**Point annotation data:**
## START

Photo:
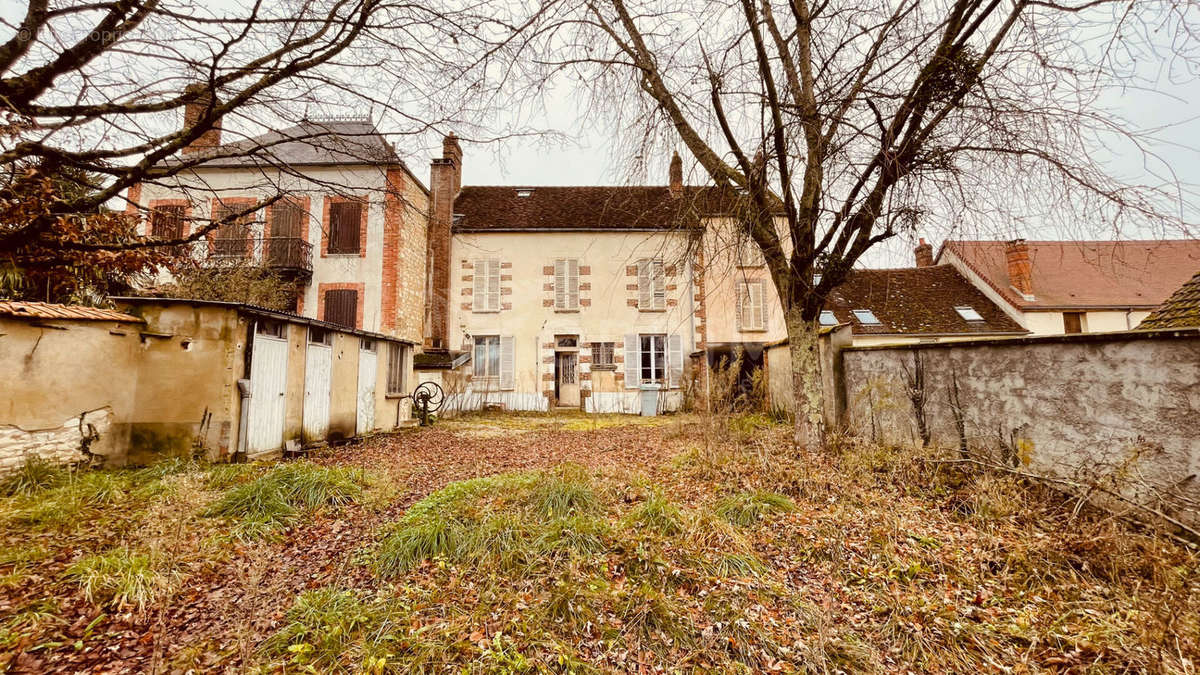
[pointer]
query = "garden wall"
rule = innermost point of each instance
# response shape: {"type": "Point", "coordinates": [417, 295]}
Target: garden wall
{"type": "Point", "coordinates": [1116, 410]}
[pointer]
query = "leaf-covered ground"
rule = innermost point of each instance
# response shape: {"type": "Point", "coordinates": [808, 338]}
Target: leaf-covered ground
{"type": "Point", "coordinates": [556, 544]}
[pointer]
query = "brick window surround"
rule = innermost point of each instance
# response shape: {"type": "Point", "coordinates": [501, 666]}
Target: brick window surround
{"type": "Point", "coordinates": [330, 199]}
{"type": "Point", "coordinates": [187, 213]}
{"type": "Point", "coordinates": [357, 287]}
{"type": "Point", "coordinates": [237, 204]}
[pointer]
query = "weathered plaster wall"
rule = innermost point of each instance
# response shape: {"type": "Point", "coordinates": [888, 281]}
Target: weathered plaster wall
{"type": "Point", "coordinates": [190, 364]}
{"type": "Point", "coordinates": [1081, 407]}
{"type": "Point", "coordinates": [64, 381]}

## END

**GIVEN PROBLEM:**
Arrange all of the lines above as a JSON list of strings, one string per line, leaving out blank lines and the pictures.

**WRITTEN ANSWER:**
[
  "Photo:",
  "[pointer]",
  "query = \"garden wall\"",
  "rule = innermost point of each instance",
  "# response shape: {\"type\": \"Point\", \"coordinates\": [417, 295]}",
  "Target: garden wall",
  "{\"type\": \"Point\", \"coordinates\": [1116, 410]}",
  "[pointer]",
  "query = \"leaf-covered ground\"",
  "rule = innermost point of each instance",
  "# response shape: {\"type\": \"Point\", \"coordinates\": [808, 338]}",
  "Target: leaf-covered ground",
  "{\"type\": \"Point\", \"coordinates\": [556, 544]}",
  "[pointer]",
  "query = \"brick window surround\"",
  "rule = innermost point of each instance",
  "# response shape: {\"type\": \"Point\", \"coordinates\": [501, 666]}",
  "Target: brick window surround",
  "{\"type\": \"Point\", \"coordinates\": [330, 199]}",
  "{\"type\": \"Point\", \"coordinates\": [187, 213]}",
  "{\"type\": \"Point\", \"coordinates\": [357, 287]}",
  "{\"type\": \"Point\", \"coordinates\": [237, 204]}",
  "[pointer]",
  "query = \"weathered plaster wall\"",
  "rule = innermost point of each instance",
  "# response shape: {\"type\": \"Point\", \"coordinates\": [888, 281]}",
  "Target: weathered plaster wall",
  "{\"type\": \"Point\", \"coordinates\": [190, 364]}",
  "{\"type\": \"Point\", \"coordinates\": [1081, 407]}",
  "{\"type\": \"Point\", \"coordinates\": [64, 381]}"
]